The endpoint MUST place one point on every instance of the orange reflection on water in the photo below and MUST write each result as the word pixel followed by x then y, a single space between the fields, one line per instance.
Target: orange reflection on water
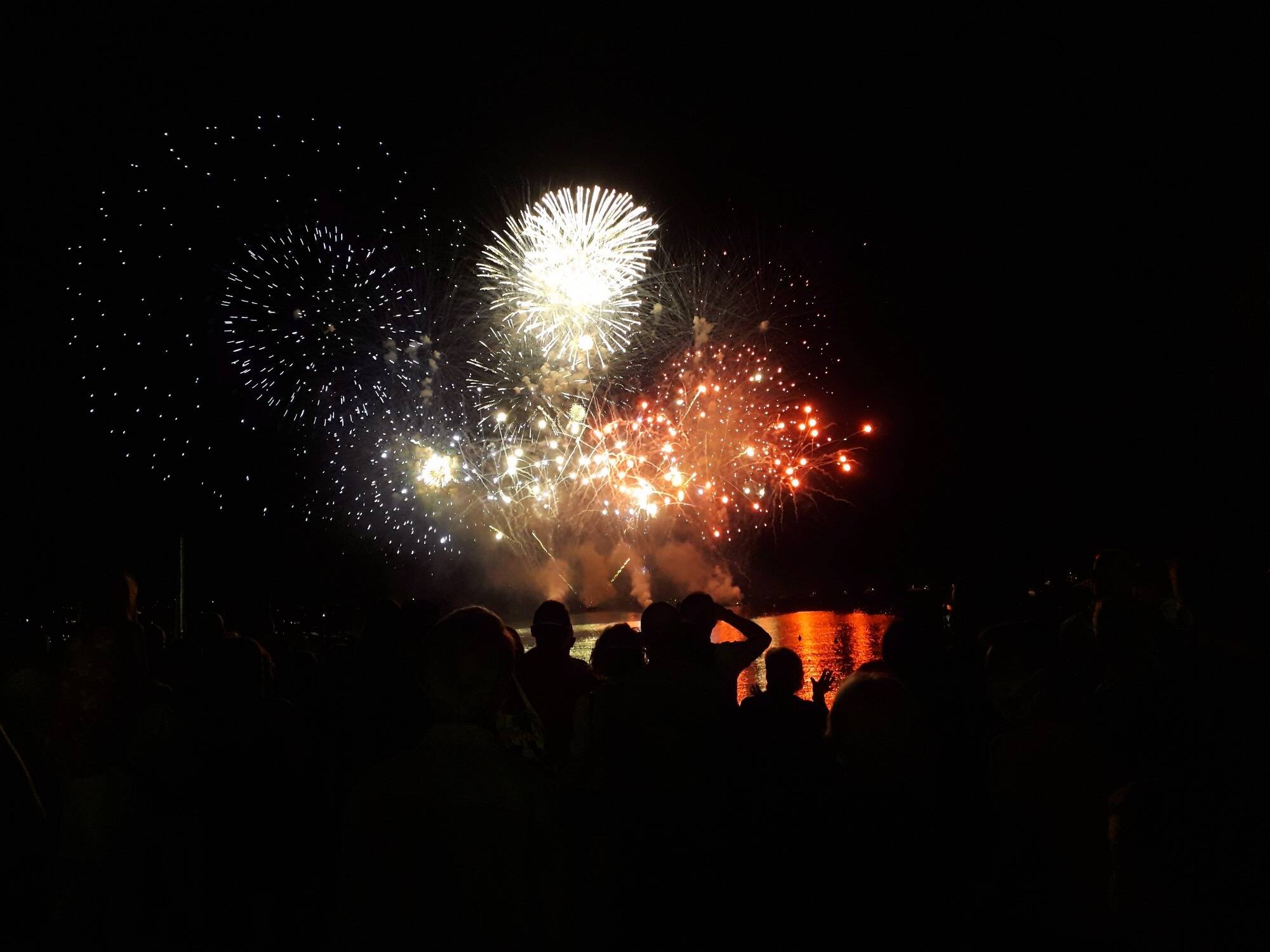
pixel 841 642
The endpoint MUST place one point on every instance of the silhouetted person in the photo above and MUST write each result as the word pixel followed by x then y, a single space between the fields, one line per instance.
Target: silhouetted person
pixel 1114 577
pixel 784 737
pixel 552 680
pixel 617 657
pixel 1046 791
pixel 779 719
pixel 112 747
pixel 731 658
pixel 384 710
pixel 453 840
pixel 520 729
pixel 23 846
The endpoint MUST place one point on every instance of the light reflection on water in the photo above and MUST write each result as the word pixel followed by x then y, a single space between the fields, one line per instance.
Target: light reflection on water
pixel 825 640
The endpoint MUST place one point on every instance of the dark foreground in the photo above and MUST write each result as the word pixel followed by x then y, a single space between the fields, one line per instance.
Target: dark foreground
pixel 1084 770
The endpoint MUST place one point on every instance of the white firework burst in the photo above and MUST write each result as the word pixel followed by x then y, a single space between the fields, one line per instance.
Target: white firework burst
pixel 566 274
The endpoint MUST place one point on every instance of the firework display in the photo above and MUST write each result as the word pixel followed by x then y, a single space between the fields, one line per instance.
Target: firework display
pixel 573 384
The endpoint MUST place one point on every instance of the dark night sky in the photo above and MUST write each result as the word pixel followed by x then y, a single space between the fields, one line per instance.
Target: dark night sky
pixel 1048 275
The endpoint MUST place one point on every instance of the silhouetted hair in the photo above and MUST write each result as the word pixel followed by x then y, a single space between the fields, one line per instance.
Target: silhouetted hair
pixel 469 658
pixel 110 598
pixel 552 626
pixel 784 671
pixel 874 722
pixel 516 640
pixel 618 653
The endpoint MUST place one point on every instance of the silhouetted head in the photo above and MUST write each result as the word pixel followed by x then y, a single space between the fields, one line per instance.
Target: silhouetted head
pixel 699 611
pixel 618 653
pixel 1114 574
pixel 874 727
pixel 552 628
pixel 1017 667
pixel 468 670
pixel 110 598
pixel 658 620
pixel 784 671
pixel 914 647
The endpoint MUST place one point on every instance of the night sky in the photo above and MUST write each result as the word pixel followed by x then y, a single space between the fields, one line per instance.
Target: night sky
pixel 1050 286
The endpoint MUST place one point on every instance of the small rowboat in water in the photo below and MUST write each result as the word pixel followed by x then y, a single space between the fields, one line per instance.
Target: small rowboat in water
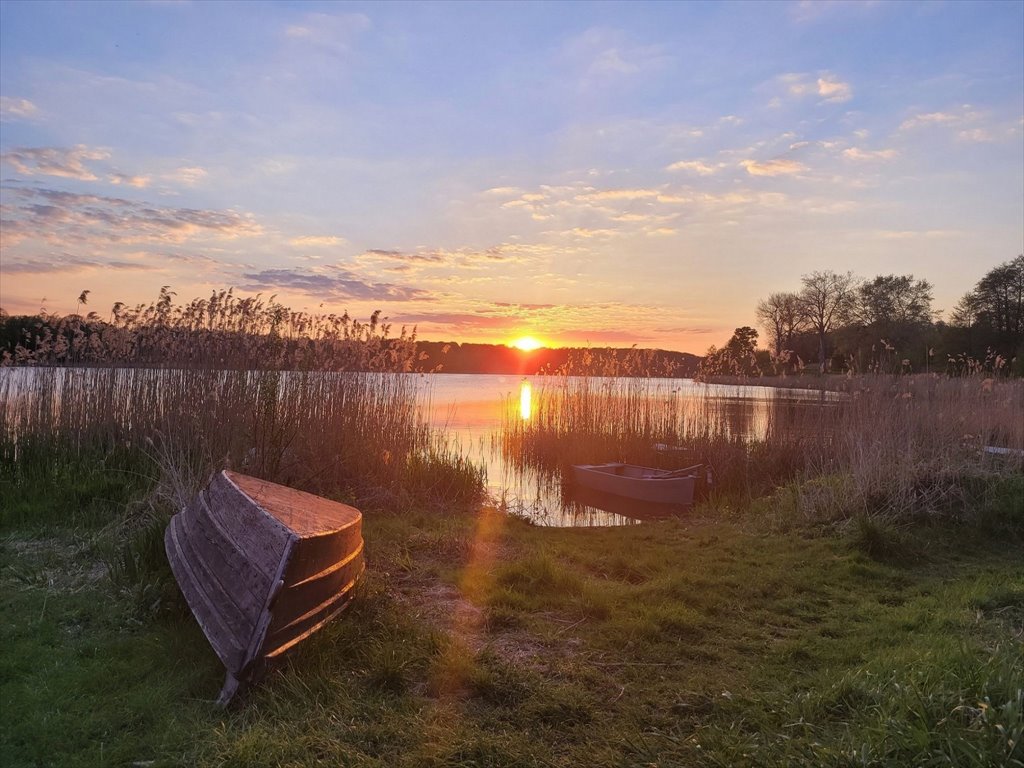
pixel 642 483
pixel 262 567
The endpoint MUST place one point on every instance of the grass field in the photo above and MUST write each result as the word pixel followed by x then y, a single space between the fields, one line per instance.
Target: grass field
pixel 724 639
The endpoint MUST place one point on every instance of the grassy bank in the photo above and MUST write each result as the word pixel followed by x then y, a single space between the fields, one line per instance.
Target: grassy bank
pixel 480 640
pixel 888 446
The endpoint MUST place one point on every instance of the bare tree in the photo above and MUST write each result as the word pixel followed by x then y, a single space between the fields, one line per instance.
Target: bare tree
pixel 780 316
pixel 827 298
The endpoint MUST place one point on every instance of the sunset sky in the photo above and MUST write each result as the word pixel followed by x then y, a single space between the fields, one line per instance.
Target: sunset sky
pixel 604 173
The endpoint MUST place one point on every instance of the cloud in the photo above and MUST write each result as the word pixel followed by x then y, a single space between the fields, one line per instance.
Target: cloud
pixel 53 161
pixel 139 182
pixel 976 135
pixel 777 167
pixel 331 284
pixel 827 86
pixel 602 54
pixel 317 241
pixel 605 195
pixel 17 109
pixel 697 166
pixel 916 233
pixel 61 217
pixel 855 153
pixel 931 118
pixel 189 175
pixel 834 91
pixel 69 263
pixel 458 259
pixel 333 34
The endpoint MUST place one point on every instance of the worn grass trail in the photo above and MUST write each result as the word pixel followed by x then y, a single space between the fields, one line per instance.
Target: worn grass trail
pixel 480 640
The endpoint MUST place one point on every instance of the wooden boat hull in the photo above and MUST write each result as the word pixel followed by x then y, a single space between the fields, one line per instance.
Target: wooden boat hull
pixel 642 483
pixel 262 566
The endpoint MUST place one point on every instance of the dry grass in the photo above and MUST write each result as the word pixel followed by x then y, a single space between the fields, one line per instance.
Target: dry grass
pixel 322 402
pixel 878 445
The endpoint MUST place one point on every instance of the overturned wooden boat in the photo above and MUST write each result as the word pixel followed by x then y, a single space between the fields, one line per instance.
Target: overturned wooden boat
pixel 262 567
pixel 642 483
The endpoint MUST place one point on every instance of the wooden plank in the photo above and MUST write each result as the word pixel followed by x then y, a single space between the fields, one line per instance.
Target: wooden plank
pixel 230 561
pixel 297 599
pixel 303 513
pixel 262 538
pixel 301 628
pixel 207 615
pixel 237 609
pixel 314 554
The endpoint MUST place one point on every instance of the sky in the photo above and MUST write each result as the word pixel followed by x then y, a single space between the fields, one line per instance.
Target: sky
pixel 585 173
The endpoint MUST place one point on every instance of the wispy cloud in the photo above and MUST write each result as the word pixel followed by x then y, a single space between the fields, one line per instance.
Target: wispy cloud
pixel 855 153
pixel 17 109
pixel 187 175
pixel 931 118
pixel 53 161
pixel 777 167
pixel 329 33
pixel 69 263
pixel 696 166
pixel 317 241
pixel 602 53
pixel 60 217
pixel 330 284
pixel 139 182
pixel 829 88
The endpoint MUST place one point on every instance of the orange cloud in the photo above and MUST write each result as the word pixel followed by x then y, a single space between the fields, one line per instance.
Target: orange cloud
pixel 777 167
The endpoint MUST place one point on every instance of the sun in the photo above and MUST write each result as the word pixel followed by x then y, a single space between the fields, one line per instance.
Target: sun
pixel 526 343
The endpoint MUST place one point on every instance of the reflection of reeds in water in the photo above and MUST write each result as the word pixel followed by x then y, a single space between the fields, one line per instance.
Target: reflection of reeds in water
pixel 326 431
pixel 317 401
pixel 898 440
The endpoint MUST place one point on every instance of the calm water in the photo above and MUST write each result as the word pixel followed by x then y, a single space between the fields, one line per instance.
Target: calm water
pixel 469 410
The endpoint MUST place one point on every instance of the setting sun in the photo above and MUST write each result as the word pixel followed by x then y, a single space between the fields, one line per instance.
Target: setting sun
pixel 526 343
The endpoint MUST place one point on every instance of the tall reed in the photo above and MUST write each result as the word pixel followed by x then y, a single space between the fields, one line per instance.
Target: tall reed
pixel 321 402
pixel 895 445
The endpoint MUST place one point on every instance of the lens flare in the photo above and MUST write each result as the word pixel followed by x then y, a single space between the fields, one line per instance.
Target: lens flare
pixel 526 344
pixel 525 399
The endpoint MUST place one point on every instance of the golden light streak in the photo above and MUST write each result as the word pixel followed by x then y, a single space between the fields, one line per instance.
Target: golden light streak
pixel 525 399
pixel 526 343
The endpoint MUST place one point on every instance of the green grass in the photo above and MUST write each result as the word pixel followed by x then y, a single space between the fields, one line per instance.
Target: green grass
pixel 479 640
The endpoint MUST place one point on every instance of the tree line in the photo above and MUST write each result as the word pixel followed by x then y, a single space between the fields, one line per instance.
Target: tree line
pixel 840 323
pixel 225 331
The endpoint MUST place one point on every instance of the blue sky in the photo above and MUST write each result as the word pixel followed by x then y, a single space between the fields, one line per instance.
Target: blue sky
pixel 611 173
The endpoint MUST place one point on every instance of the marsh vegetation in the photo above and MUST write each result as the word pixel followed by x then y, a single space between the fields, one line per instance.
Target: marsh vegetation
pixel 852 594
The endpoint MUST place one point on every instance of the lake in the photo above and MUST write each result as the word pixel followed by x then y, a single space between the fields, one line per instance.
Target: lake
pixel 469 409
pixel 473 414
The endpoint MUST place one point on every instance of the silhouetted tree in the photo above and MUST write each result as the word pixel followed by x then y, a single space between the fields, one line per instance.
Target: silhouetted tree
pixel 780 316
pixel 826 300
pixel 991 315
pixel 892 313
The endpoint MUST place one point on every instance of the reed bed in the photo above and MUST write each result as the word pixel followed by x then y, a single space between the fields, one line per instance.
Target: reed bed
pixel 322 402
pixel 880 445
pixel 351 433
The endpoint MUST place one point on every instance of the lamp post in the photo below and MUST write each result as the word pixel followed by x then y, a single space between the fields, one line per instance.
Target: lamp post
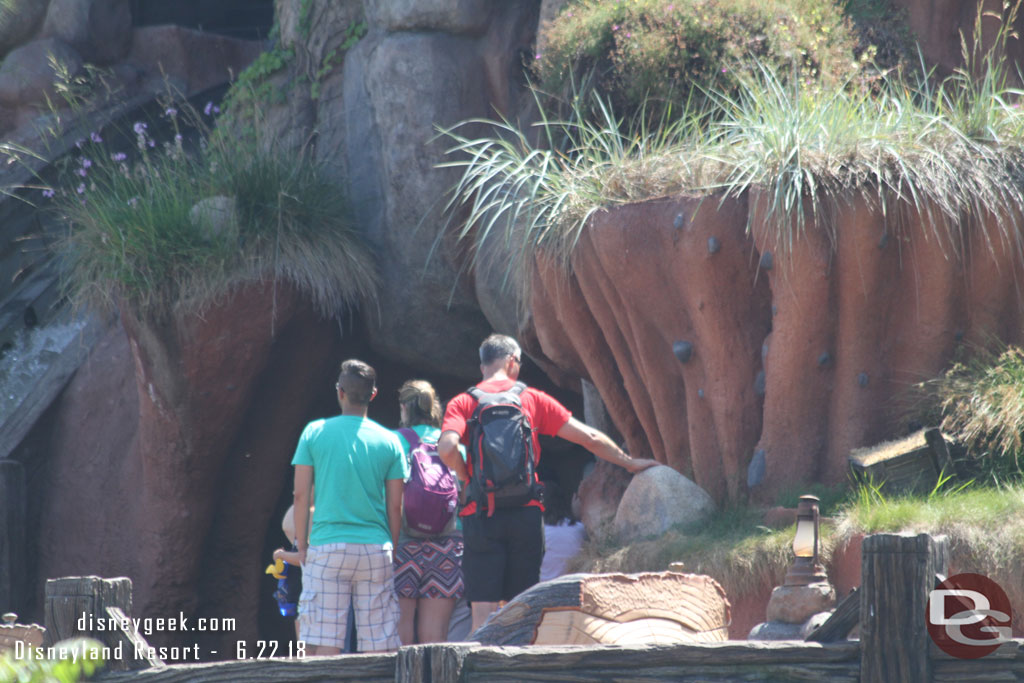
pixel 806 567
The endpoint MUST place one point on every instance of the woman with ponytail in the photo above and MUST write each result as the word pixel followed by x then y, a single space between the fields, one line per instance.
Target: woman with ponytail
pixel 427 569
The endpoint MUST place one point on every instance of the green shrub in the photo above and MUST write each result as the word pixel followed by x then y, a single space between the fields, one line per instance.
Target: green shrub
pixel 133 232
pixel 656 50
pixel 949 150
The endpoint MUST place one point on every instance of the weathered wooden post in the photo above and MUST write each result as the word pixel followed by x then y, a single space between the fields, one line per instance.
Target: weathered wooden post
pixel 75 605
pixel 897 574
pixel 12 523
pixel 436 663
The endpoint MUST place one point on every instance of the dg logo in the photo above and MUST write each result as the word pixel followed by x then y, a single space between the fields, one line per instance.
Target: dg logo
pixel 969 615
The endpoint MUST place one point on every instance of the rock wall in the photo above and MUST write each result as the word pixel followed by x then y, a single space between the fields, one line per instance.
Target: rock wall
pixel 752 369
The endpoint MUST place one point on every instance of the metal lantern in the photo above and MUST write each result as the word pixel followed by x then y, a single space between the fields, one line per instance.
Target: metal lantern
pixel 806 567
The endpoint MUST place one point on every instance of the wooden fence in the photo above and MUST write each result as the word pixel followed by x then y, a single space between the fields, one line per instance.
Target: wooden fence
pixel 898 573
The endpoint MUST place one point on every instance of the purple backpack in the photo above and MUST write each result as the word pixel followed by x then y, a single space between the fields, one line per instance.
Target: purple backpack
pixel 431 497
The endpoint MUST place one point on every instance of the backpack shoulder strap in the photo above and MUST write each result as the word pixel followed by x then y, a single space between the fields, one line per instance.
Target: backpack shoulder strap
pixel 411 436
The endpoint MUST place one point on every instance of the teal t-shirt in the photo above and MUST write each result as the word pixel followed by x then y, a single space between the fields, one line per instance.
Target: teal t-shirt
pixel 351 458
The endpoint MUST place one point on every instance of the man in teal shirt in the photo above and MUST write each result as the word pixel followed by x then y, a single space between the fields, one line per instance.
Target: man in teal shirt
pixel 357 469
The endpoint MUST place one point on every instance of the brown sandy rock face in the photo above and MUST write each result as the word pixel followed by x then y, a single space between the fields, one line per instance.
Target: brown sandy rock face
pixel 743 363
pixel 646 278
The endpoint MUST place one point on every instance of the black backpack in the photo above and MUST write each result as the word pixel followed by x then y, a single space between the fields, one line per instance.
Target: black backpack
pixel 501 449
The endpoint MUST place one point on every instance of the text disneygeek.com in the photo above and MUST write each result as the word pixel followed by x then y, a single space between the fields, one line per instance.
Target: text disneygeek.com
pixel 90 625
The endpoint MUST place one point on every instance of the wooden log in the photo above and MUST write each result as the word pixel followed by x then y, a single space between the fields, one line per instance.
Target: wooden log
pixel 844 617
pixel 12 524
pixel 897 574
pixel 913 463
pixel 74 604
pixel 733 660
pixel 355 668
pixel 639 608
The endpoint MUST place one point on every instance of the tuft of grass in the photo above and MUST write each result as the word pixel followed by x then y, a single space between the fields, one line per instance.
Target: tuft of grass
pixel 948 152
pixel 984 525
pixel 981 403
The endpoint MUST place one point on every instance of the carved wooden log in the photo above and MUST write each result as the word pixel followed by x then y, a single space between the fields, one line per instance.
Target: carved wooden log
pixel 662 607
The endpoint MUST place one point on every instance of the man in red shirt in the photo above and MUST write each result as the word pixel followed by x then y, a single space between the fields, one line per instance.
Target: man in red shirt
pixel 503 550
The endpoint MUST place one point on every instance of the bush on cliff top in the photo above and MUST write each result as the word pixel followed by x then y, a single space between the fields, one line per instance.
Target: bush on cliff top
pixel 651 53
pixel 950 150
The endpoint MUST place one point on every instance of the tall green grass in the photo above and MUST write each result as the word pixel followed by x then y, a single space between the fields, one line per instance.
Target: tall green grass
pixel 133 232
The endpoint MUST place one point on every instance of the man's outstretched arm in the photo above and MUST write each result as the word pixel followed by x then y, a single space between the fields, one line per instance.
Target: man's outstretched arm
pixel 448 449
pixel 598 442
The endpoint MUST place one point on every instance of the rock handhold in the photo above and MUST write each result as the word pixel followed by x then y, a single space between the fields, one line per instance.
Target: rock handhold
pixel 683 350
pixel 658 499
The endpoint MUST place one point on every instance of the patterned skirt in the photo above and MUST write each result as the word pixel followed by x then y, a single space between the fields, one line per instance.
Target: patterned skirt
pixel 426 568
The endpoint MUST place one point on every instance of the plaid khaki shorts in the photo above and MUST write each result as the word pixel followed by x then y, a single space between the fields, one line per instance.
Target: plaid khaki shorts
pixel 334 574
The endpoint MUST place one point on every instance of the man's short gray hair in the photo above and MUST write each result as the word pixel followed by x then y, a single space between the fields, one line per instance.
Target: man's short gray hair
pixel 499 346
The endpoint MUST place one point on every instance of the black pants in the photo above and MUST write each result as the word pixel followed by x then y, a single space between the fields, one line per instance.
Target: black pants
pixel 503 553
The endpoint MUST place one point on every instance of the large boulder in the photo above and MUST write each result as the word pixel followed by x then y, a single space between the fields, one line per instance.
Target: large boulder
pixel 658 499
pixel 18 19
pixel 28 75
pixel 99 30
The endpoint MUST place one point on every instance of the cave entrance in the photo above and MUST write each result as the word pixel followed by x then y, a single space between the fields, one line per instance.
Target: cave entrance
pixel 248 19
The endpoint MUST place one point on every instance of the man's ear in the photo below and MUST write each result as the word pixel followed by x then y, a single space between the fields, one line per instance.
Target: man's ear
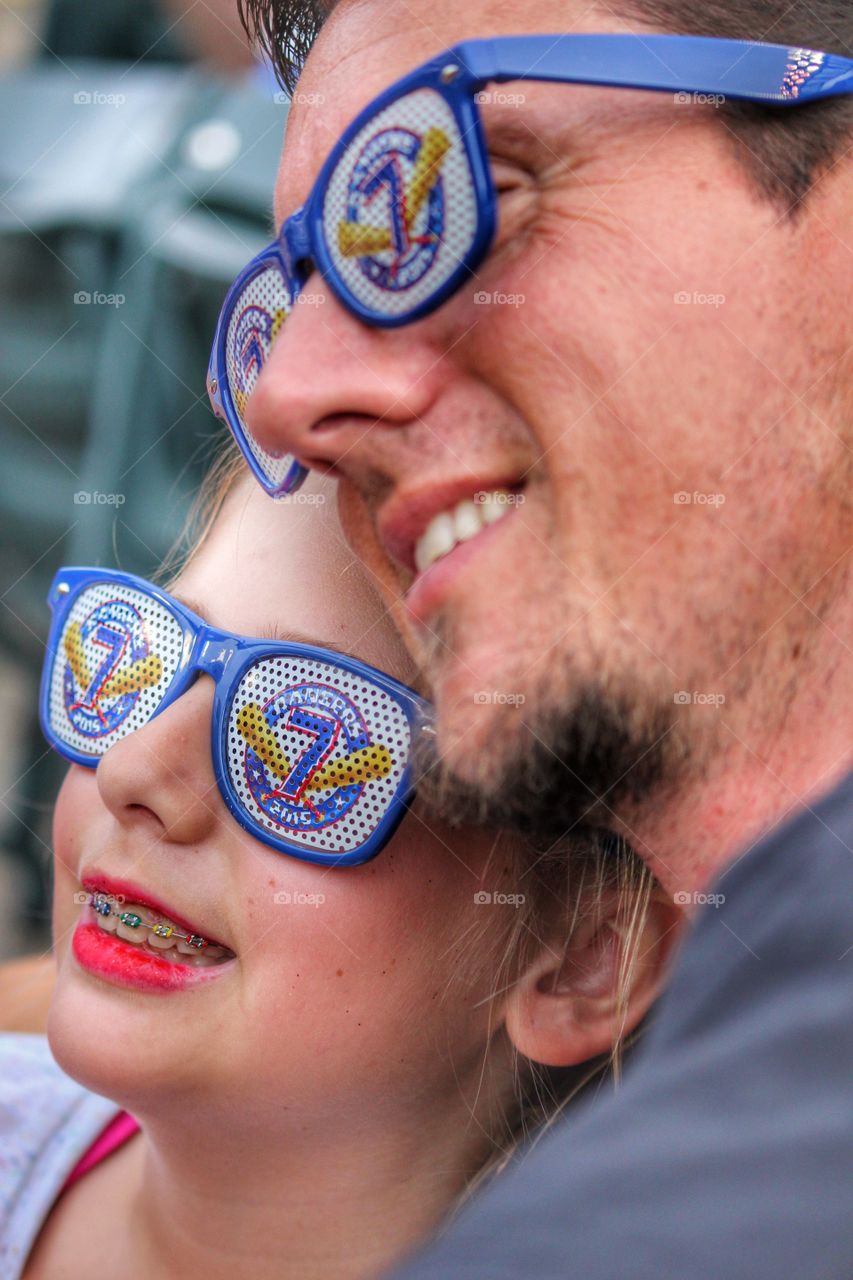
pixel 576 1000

══════════

> **EXERCISE**
Where a line in the records above contains the word "below", copy that line.

> **COMPLETED EXERCISE**
The endpoint MUST place one point on every instance of the orange reflection on water in the photo below and MUST write each result as the word pixel followed by x then y, a single space between the fields, one line per instance.
The endpoint MUST place one point on every instance of the small rowboat in water in the photo below and MUST write each result as the word pixel followed by x then y, a single space between the fields, one line per instance.
The endpoint MUST place one point on every instance of the lamp post in the photo below and MUST write each result as the word pixel followed by x then y, a single space between the fields, one line per instance.
The endpoint MUST place one point on every instance of the man's ear in the photo below and MUST write each result as the word pixel followed by x then y, a single space between the fields, one line per instance.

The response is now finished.